EXERCISE INSTRUCTIONS: Return the lines beginning at the one that contains "Wanted | a point on the smartphone, one" and continuing to the end of the entries, including both ends, exactly as written and nothing else.

[START]

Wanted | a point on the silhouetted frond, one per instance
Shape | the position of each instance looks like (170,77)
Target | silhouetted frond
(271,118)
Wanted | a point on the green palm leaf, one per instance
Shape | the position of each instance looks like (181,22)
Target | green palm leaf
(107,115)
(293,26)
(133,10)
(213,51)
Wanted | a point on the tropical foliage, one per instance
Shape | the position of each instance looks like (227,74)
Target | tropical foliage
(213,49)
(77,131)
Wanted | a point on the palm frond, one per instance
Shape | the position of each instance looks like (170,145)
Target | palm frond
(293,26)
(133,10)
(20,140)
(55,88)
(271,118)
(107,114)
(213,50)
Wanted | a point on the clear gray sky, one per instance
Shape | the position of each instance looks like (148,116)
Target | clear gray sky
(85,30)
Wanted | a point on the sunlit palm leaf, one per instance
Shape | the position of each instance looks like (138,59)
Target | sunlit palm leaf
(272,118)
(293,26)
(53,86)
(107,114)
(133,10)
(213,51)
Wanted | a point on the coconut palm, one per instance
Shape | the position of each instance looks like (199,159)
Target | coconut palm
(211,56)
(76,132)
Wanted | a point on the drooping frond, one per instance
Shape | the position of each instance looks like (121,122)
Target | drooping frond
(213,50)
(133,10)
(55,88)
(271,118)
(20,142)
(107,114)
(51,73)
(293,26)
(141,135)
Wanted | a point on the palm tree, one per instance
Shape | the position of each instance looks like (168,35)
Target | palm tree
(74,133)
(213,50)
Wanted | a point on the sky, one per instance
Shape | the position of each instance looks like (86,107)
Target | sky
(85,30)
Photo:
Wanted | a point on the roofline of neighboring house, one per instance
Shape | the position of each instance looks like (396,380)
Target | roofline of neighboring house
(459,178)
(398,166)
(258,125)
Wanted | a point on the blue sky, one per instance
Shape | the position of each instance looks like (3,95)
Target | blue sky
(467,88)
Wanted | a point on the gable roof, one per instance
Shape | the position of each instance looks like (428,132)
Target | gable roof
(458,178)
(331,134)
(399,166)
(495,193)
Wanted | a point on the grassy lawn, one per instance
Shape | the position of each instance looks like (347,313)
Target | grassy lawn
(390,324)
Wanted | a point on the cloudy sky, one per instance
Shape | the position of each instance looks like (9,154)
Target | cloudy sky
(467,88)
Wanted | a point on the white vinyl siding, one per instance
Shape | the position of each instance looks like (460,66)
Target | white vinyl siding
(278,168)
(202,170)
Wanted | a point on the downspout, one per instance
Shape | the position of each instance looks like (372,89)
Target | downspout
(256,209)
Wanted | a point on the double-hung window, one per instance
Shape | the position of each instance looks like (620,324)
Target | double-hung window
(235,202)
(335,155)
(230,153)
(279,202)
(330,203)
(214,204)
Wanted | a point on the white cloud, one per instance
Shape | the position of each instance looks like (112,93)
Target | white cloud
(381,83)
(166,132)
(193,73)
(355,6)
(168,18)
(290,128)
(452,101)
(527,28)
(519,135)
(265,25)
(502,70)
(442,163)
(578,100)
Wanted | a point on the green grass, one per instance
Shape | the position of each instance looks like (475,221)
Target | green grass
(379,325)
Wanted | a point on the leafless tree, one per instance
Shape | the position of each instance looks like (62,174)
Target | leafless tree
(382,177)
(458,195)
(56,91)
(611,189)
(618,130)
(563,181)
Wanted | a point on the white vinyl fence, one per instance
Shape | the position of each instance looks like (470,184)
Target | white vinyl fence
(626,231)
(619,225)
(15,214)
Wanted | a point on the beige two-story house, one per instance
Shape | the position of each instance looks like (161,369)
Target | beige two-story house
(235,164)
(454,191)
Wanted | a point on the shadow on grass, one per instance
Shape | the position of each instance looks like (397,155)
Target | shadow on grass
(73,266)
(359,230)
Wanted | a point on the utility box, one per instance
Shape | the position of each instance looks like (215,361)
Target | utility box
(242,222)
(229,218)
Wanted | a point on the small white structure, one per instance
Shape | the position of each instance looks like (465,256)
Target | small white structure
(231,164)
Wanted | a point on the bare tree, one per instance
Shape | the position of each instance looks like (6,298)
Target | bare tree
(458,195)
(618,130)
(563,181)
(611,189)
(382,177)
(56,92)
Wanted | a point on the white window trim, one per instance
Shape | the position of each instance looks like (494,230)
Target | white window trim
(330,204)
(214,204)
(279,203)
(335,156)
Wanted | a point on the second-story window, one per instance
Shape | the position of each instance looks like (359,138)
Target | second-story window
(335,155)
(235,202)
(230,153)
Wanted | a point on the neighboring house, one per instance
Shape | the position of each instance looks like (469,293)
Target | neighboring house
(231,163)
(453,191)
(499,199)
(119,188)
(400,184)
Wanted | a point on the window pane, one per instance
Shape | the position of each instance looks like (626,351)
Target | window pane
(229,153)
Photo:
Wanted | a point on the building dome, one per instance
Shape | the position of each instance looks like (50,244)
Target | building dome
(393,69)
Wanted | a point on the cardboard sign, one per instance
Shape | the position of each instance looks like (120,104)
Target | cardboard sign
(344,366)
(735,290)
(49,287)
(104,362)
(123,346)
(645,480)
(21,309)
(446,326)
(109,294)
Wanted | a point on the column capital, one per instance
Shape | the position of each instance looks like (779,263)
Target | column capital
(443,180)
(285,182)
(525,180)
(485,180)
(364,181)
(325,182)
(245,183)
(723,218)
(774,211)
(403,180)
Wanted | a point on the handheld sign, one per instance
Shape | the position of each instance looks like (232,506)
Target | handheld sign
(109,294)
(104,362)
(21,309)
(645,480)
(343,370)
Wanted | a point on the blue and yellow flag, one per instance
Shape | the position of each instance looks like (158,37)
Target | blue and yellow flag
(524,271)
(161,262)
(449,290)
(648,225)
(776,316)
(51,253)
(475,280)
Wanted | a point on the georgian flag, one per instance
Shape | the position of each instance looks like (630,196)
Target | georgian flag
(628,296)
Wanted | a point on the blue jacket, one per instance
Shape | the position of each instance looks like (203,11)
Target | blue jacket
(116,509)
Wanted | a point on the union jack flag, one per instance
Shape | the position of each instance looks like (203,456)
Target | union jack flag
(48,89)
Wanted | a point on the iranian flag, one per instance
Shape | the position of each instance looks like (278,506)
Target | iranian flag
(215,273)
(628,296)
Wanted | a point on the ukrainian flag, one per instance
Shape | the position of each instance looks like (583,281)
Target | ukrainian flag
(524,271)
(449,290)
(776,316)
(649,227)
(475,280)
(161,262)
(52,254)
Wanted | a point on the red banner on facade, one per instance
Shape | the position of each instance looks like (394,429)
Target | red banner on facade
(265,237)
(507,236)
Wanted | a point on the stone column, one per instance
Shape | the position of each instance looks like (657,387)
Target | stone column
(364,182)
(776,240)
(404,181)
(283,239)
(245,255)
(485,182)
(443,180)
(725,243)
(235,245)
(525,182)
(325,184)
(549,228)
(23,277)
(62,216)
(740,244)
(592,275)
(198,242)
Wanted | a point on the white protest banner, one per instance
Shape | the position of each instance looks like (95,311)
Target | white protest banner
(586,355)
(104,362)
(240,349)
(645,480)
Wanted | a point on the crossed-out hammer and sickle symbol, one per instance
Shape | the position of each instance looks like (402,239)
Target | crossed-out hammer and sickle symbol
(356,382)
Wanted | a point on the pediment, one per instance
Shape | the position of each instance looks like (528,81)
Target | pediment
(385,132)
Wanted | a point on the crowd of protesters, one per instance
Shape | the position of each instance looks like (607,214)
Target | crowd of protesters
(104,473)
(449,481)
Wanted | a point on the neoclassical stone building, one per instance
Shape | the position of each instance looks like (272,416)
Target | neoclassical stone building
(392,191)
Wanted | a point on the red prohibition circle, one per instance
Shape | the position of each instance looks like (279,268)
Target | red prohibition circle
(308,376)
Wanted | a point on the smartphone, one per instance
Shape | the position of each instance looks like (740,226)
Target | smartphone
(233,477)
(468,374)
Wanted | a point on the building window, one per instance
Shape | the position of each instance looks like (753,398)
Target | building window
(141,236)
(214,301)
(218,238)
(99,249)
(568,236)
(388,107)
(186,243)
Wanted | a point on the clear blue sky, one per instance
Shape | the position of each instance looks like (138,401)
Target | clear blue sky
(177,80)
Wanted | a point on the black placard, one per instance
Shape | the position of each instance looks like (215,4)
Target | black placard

[END]

ANSWER:
Wanted | a point on the smartphone, one per instance
Shape | the position of each instance looks like (740,226)
Target | smartphone
(233,477)
(468,374)
Wanted | a point on the building window, one per instance
Shape | the position of each instance looks like (753,398)
Target | building window
(141,236)
(214,301)
(218,238)
(99,249)
(568,236)
(388,107)
(186,243)
Wanted | a point on the clear blue sky, one per instance
Shape | the position of each instance looks like (138,401)
Target | clear blue sky
(177,80)
Wanted | a point on the black placard, one per instance
Shape | the position of each instance looks like (215,4)
Target | black placard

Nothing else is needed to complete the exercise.